“Papiri greci magici” (abbreviato in PGM) è il nome dato dagli studiosi a un corpus di papiri provenienti dall’Egitto greco-romano, contenenti una gran varietà di incantesimi e formule, inni e rituali. I testi risalgono a un periodo compreso tra il II secolo a.C. e il V secolo d.C. In effetti, questi rappresentano solo una piccola parte di tutto il sapere magico che ci è pervenuto dal mondo antico: oltre a essi, infatti, abbiamo una gran quantità di altri oggetti, come amuleti, pietre preziose incise con iscrizioni, ostraka e statuette di argilla, tavolette di vari metalli e così via. Tuttavia, il merito dei papiri è ovviamente quello di contenere le istruzioni su come operare.
Sappiamo che nell’Antichità esistevano svariati libri di magia in circolazione, i quali raccoglievano molti incantesimi che venivano praticati anche dalla gente comune. La maggior parte di essi non ci sono ovviamente pervenuti, e ciò si dovette non solo alle persecuzioni dei Cristiani nei confronti dei maghi (basti pensare al rogo di libri che Paolo fece fare a Efeso narrato in At. 19, 10), ma anche al provvedimento di Augusto che nel 13 a.C. fece dare alle fiamme più di duemila testi contenenti profezie e, immaginiamo, anche i procedimenti per ottenerle (Suet. Aug. 31). Tuttavia, in epoca tardoantica, entrò in uso presso diversi filosofi (soprattutto delle scuole più mistiche, come i Neopitagorici, i Neoplatonici, gli Ermetici e gli Gnostici) il collezionare questo genere di libri, ed è grazie a questo che il corpus dei PGM è giunto fino a noi. La loro scoperta ha, per lo studio delle religioni del mondo antico, la stessa importanza dei manoscritti del Mar Morto per il giudaismo e dei rotoli di Nag Hammadi per lo gnosticismo.

### Voci del dataset

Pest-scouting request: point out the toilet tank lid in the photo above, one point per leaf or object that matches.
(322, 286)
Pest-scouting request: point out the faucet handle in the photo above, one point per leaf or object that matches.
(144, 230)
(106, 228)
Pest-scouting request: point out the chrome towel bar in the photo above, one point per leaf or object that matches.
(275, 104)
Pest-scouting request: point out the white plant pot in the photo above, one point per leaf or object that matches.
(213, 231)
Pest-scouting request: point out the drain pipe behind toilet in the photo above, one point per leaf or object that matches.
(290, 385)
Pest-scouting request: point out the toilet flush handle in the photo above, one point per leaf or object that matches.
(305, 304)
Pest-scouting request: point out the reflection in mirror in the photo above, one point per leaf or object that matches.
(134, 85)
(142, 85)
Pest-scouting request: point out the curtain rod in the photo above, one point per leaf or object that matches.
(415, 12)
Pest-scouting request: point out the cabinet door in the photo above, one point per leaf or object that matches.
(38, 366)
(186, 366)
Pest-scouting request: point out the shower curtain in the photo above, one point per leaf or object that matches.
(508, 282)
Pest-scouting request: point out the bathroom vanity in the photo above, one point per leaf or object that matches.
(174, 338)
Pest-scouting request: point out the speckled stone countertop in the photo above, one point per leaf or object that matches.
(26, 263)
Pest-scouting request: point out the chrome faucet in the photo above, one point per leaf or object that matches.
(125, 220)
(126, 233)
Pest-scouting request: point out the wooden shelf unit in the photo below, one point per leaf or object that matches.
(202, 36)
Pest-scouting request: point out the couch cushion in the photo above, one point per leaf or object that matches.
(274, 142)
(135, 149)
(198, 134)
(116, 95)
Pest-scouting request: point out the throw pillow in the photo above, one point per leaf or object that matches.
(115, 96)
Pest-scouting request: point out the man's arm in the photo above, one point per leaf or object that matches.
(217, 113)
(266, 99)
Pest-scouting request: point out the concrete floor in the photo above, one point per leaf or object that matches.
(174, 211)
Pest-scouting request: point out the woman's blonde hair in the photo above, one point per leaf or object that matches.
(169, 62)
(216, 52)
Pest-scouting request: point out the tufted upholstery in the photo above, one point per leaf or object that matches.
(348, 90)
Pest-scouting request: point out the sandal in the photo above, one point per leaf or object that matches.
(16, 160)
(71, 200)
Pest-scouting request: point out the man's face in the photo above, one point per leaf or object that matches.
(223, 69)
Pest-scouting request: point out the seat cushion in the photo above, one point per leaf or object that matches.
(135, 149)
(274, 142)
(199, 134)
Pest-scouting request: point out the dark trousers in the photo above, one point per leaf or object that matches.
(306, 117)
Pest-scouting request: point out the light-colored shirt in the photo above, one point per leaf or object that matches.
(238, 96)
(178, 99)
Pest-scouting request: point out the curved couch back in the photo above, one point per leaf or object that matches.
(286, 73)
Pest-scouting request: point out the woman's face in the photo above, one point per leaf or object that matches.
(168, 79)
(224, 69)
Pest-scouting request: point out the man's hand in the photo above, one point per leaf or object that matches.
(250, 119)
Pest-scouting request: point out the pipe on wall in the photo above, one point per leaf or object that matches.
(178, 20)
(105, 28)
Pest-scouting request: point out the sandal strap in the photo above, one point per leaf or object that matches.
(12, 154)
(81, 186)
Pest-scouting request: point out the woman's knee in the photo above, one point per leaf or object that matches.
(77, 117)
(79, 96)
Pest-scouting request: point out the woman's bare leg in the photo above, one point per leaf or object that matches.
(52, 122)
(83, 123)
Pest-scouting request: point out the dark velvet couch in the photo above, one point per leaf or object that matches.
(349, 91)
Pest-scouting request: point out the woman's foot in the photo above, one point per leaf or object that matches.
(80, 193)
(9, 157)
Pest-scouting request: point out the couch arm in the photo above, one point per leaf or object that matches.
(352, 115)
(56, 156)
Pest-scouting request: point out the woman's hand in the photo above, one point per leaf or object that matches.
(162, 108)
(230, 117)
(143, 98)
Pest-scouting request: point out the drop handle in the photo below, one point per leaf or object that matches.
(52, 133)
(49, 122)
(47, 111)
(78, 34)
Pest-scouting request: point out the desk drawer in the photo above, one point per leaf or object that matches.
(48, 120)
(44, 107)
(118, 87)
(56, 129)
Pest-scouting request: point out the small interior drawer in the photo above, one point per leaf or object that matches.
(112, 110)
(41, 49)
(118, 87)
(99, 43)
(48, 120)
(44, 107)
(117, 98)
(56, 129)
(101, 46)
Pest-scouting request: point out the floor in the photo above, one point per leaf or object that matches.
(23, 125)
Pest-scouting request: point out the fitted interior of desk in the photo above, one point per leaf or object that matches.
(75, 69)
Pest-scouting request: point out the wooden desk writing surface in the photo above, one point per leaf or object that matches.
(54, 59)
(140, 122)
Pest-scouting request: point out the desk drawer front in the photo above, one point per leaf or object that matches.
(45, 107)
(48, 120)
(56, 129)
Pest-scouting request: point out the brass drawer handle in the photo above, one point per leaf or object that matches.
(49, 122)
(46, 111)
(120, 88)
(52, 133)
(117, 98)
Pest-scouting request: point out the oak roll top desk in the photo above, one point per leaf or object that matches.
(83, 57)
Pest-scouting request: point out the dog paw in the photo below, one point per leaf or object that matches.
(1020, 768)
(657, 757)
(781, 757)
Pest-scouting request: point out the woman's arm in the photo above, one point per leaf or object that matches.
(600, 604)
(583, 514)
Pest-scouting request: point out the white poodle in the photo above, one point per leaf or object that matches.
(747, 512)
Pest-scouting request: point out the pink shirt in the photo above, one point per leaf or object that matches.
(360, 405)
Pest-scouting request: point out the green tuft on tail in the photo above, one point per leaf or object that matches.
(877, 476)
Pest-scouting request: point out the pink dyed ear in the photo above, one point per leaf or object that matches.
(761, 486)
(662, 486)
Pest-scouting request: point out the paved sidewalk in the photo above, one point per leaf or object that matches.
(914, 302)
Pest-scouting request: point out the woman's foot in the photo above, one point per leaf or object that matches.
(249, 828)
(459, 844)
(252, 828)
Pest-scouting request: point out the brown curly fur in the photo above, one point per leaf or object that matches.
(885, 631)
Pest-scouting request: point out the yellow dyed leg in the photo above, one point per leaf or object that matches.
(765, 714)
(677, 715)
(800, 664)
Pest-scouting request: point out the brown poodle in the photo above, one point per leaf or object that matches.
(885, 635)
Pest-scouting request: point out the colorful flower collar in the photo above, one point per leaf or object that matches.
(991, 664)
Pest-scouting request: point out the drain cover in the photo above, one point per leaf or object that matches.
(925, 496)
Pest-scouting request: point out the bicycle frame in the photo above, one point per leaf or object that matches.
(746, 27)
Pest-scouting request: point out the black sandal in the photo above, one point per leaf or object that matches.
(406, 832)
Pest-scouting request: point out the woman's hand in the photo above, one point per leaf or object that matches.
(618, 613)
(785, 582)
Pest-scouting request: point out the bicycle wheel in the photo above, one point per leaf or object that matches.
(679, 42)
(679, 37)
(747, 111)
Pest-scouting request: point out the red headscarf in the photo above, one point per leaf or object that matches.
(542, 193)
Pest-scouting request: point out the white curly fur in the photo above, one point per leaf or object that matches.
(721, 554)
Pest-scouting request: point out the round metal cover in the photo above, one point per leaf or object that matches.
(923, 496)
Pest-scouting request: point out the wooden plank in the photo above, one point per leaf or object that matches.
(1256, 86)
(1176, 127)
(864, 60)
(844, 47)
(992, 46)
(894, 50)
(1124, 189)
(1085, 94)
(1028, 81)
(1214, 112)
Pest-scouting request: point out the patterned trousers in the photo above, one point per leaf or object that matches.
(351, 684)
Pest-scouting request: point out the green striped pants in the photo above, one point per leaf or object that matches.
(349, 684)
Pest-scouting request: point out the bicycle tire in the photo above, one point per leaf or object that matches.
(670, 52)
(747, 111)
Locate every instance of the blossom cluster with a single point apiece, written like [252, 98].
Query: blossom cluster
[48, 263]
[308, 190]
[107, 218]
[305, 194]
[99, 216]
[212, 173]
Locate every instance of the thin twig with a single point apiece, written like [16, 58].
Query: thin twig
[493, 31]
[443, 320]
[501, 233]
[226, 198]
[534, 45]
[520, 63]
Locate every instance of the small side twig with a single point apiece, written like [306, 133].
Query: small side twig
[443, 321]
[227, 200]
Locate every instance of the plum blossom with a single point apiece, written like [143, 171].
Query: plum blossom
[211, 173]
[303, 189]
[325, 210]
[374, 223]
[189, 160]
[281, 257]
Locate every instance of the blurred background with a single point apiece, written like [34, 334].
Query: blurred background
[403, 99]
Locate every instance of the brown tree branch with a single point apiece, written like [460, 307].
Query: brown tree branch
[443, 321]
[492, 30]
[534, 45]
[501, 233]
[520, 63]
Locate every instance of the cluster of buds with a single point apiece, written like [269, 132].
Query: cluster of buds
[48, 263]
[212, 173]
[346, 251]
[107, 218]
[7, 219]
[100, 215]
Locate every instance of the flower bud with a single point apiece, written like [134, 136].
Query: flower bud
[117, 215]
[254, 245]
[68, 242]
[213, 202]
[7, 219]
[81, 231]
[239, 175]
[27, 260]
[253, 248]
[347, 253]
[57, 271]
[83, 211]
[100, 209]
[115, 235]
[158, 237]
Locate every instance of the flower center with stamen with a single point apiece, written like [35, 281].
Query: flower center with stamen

### Sfide
1. Le affermazioni seguenti concordano con il testo sui papiri greci magici? Per ognuna rispondi sì o no e cita esattamente le parole del testo che lo decidono.
(a) I testi del corpus risalgono a un periodo compreso tra il II secolo a.C. e il V secolo d.C.
(b) Augusto fece bruciare meno di mille testi contenenti profezie.
(c) Il corpus dei PGM è giunto fino a noi grazie all'abitudine di alcuni filosofi di collezionare libri di magia.
2. Scrivi il seguito del testo sui papiri greci magici, partendo subito dopo la sua ultima frase.
Le voci sono materiale a sé, distinto dal testo sui papiri greci magici.

### Risposte
1.
(a) Sì: "I testi risalgono a un periodo compreso tra il II secolo a.C. e il V secolo d.C."
(b) No: "fece dare alle fiamme più di duemila testi contenenti profezie"
(c) Sì: "il collezionare questo genere di libri, ed è grazie a questo che il corpus dei PGM è giunto fino a noi"

2.
La
maggior parte di essi proviene dalla cosiddetta “Collezione Anastasi”, raccolta
da un certo Jean D’Anastasi (1780?-1857) che, nel XIX secolo, si trovava ad
Alessandria d’Egitto in qualità di ambasciatore di Svezia (nonostante lui fosse
di origini armene). Grande appassionato di antichità, raccolse numerosi papiri,
tra i quali appunto la maggior parte dei PGM, i quali si diceva
provenissero da un unico sito, ovvero Tebe (non sappiamo se da una tomba o
dalle rovine di un edificio pubblico, come un tempio o una biblioteca, sebbene
l’ipotesi più plausibile sia quella che si trattasse dei possedimenti di un
privato). La collezione venne in seguito sparsa per vari musei (il British
Museum di Londra, la Bibliotheque Nationale e il Louvre di Parigi, lo
Staatliche Museum di Berlino e il Rijksmuseum di Leida), e nel corso del tempo
altri papiri, raccolti da diverse persone, vennero a integrare il già numeroso corpus
dei PGM.
Se
tutto questo può apparire a noi come una scoperta di grande interesse,
all’epoca questi reperti non suscitarono molta impressione presso storici e
filologi, che consideravano la magia come una sorta di “aberrazione religiosa”,
il cui studio non solo era facoltativo, ma addirittura sconsigliato. A mo’ di
esempio della poca popolarità dell’argomento basti pensare che nel 1905, quando
il grande storico della religione greca Albrecht Dieterich volle tenere un
ciclo di incontri proprio sui PGM, lo intitolò Brani selezionati dai
papiri greci, di fatto ingannando il pubblico, che non avrebbe altrimenti
partecipato. Col tempo, comunque, l’argomento appassionò sempre di più gli
studiosi, sebbene la prima edizione veramente completa dei papiri magici si
ebbe solo tra il 1928 e il 1941, seguita da un’altra nel 1973-74; tuttavia, quella
a tutt’oggi più facilmente reperibile è del 1986, a cura di Hans Dieter Betz,
ma da allora in poi i PGM non sono mai stati ripubblicati per intero.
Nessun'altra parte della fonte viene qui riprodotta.